### TO BE DONE
Transcribe the records exactly from the line with "Target: small green plant" to the end, both included.

Begin RECORD EXCERPTS

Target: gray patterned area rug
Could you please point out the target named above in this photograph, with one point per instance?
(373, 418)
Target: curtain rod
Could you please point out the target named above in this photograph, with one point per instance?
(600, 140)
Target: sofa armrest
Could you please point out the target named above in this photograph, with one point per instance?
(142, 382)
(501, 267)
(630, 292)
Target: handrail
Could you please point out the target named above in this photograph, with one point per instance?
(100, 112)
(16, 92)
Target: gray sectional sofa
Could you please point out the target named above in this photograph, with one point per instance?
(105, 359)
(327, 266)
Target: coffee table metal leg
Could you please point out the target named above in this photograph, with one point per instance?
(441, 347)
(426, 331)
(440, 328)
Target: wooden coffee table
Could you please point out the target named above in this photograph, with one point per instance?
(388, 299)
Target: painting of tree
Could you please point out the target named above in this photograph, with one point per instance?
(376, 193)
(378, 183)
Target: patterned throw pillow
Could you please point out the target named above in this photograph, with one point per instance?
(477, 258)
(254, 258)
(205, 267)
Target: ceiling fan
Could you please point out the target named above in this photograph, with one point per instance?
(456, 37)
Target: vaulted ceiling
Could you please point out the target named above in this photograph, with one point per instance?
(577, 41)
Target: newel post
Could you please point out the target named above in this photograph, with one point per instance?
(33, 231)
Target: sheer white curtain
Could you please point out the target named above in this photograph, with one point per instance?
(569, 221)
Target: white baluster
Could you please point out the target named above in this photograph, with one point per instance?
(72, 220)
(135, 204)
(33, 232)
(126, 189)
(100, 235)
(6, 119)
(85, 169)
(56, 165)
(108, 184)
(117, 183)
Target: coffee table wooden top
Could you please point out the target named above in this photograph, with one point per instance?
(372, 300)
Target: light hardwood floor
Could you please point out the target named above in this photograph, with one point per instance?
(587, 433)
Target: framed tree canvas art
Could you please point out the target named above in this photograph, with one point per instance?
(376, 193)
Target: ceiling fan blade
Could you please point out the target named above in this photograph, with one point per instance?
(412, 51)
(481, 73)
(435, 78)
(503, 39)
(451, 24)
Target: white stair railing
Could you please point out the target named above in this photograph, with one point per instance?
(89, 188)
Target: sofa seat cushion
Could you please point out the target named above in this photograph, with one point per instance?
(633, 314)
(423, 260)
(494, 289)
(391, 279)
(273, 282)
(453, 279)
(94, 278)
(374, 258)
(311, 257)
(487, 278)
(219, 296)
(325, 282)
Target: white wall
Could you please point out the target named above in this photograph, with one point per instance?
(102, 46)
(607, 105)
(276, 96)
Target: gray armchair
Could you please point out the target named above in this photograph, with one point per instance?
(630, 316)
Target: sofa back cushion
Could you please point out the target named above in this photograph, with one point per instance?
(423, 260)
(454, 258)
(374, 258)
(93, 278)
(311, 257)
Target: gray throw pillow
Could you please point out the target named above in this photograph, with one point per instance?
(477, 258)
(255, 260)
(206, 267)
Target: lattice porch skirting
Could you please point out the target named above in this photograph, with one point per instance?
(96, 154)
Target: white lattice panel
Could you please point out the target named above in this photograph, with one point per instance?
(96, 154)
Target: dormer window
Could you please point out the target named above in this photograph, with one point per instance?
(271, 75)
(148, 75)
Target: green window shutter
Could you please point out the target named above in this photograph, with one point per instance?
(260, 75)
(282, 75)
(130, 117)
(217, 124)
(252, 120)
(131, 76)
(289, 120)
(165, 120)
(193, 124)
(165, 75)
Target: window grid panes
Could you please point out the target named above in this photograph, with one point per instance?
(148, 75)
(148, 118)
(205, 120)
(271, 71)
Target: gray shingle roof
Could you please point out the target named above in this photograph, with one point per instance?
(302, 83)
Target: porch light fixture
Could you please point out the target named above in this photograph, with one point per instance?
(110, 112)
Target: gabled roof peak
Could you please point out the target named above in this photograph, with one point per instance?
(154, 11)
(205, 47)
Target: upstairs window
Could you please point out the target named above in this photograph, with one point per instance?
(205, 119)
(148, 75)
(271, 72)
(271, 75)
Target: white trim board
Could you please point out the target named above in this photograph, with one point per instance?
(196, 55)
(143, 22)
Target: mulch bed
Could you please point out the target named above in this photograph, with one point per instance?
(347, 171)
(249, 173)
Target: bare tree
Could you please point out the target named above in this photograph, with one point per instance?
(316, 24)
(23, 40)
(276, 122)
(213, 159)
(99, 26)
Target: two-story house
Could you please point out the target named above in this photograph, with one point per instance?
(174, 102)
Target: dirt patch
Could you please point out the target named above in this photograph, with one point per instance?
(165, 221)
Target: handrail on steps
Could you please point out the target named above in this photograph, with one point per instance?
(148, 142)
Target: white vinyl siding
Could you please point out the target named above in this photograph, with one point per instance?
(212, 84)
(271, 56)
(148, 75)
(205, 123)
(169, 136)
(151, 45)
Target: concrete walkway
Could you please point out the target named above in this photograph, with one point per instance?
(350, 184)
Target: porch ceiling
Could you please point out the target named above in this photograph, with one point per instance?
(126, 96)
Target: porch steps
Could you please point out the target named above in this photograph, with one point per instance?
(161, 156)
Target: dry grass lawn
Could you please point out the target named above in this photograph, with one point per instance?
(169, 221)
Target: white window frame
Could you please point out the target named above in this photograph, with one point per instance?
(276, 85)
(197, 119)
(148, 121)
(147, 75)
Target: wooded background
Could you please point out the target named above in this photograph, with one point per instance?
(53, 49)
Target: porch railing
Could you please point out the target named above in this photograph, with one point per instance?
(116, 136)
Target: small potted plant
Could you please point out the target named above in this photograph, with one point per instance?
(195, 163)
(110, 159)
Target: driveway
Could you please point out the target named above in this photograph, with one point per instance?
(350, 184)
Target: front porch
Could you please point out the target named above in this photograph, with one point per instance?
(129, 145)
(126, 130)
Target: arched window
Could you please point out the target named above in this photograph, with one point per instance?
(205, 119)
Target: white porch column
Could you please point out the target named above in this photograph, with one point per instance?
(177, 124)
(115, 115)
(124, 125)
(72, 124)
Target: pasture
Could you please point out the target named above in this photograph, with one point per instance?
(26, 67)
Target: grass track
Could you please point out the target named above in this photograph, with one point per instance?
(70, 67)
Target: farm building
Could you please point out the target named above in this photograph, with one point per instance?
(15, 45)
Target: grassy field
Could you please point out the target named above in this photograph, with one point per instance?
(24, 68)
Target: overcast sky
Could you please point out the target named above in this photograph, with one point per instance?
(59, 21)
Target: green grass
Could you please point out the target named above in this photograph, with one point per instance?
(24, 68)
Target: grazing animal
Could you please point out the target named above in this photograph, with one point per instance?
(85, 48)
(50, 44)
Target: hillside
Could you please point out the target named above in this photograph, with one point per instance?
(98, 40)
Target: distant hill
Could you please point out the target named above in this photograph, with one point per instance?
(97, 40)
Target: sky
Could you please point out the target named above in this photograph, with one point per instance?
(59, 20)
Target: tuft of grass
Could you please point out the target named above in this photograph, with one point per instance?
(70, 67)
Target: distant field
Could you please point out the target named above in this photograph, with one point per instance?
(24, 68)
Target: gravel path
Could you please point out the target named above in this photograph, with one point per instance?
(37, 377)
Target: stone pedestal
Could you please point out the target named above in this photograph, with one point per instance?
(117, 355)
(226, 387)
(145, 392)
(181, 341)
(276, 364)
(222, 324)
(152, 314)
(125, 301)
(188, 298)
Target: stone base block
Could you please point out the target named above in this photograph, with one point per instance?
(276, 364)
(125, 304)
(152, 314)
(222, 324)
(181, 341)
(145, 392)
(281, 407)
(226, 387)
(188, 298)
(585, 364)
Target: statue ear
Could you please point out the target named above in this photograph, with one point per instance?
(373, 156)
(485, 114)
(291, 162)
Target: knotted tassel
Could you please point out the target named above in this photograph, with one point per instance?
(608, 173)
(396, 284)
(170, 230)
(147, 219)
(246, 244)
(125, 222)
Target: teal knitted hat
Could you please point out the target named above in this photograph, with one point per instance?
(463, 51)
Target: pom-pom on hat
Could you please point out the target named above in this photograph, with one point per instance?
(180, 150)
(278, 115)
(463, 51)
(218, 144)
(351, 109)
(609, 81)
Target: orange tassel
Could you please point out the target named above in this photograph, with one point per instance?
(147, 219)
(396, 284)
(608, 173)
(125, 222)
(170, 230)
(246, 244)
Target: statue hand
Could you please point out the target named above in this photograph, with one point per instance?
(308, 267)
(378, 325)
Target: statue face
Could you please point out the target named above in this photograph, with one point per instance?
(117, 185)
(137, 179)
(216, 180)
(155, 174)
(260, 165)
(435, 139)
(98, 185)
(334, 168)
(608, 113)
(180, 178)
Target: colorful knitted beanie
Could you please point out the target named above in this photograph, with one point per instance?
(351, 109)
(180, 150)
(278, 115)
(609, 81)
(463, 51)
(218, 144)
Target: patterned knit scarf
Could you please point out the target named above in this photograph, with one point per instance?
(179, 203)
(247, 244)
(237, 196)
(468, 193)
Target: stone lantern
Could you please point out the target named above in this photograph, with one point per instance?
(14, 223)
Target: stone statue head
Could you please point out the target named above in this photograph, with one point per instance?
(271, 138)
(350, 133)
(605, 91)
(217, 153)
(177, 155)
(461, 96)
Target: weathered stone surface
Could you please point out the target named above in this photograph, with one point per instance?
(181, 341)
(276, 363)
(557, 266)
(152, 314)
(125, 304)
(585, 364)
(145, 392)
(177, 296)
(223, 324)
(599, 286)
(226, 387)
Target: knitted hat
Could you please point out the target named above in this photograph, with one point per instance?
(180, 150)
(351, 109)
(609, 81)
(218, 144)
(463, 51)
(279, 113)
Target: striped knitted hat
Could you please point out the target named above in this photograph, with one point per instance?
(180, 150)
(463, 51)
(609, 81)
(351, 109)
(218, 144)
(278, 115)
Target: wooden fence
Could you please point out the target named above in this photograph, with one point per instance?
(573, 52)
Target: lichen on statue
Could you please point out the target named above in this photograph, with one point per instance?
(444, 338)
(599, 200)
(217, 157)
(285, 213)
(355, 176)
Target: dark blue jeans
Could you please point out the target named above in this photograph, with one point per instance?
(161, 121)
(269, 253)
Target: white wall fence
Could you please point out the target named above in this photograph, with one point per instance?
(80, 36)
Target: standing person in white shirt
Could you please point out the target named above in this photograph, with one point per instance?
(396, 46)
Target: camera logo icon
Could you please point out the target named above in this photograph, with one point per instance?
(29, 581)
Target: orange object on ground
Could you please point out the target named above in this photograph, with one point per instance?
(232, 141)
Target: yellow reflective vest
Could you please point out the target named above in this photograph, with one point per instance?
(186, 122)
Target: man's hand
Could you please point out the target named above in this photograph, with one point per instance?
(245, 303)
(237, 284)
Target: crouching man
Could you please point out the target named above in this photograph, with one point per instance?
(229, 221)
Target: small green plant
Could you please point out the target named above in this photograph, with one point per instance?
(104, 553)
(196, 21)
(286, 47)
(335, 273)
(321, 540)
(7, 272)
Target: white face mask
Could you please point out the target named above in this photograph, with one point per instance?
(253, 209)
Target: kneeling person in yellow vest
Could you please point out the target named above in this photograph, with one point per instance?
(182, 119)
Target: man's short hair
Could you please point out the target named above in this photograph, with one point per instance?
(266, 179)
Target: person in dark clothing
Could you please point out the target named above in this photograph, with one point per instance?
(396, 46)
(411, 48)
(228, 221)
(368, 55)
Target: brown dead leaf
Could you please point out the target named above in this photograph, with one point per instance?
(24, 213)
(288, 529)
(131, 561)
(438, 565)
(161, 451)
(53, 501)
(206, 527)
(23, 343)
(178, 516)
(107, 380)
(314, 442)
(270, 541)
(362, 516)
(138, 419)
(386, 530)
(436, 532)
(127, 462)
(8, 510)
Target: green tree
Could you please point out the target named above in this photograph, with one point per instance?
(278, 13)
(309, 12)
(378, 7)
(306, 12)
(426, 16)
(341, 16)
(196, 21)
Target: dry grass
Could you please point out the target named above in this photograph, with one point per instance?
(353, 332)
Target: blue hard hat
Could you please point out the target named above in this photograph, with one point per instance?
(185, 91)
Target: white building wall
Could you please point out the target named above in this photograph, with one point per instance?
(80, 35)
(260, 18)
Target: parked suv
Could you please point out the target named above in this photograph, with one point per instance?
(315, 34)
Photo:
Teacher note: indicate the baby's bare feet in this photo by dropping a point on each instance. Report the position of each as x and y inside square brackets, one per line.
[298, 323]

End RECORD EXCERPTS

### SOLUTION
Target: small green plant
Could you please point out the target named above in this photograph, with one point per instance?
(104, 553)
(196, 21)
(286, 47)
(335, 273)
(321, 540)
(7, 272)
Target: white face mask
Could you please point out the target named above in this photograph, with one point per instance?
(253, 209)
Target: kneeling person in yellow vest
Could you please point out the target named above in this photograph, with one point per instance?
(182, 119)
Target: man's short hair
Could you please point out the target named above in this photograph, with one point per instance?
(266, 179)
Target: person in dark clothing
Could you please point out the target named above in this photograph, with one point per instance?
(396, 46)
(411, 48)
(228, 221)
(368, 55)
Target: brown dead leaf
Could you please point out the target named above in this photograph, with one point per instance?
(24, 213)
(288, 529)
(131, 561)
(438, 565)
(161, 451)
(53, 501)
(206, 527)
(23, 343)
(178, 516)
(107, 380)
(314, 442)
(270, 541)
(362, 516)
(138, 419)
(386, 530)
(436, 532)
(127, 462)
(8, 510)
Target: green tree
Could you please point out the target named above in this photograph, with one point per instance?
(278, 13)
(309, 12)
(378, 7)
(306, 12)
(426, 16)
(341, 16)
(196, 21)
Target: dry grass
Could you please point out the target named above in this photograph, with one point per instance?
(353, 332)
Target: blue hard hat
Could you please point out the target named above in this photograph, with one point per instance?
(185, 91)
Target: white building wall
Could you please point out the target named above in this photograph, with one point per instance?
(80, 35)
(260, 18)
Target: parked suv
Could you please point out the target named above in this photograph, with one point per instance?
(315, 34)
Photo:
Teacher note: indicate the baby's bare feet in this photo by dropping a point on each instance. Report the position of each as x and y inside square brackets, one per line.
[298, 323]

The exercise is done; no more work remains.